◆ **THE REQUEST**
Put every line of the rows below into a numbered list and skip any blank lines. Leave the pictures out.
* START INFORMATION PROVIDED *
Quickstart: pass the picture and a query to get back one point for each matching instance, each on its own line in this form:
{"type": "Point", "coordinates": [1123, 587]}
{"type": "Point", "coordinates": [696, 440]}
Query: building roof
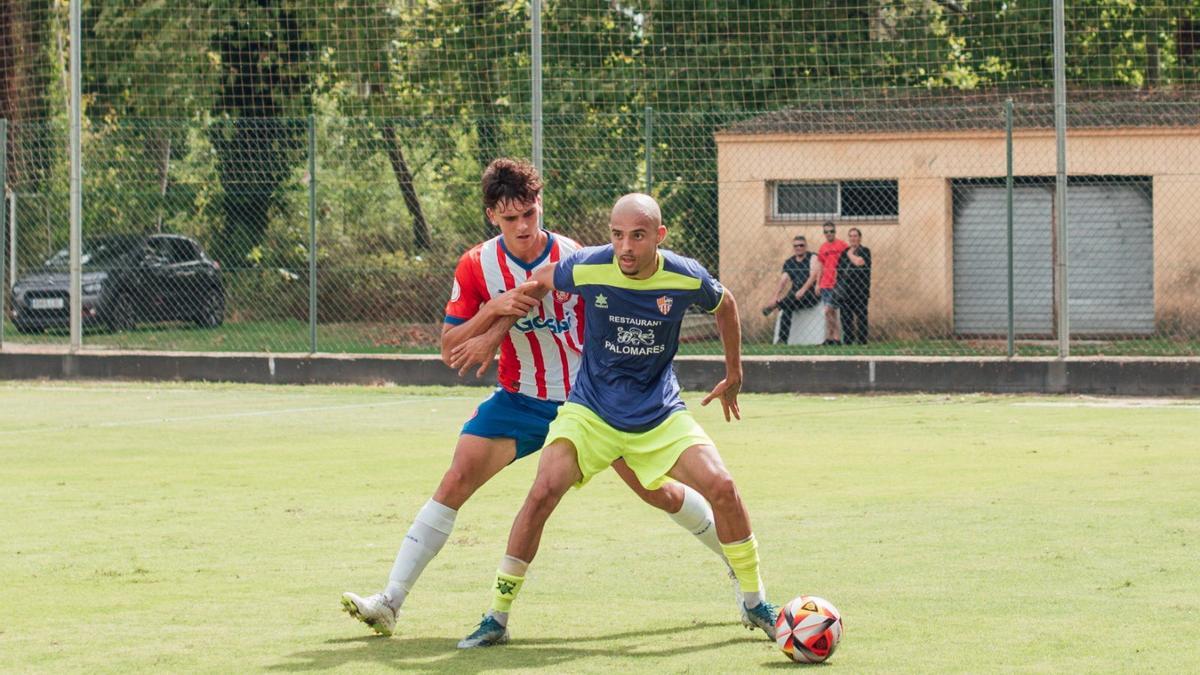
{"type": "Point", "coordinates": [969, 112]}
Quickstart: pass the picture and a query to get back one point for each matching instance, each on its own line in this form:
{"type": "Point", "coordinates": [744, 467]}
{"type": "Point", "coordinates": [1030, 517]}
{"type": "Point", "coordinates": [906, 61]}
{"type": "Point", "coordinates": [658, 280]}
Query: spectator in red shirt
* END INFORMATION PROVIDED *
◆ **THE REPLY**
1. Quickstart: pass the picture and a query to get back one point for each matching instance, each on its own line in this form:
2. {"type": "Point", "coordinates": [1123, 587]}
3. {"type": "Point", "coordinates": [696, 440]}
4. Query: building roof
5. {"type": "Point", "coordinates": [969, 112]}
6. Quickstart: pass the picture and a query to get back one point for each matching instance, each on its own line in this form:
7. {"type": "Point", "coordinates": [744, 467]}
8. {"type": "Point", "coordinates": [1030, 517]}
9. {"type": "Point", "coordinates": [906, 61]}
10. {"type": "Point", "coordinates": [658, 280]}
11. Query: spectator in red shirt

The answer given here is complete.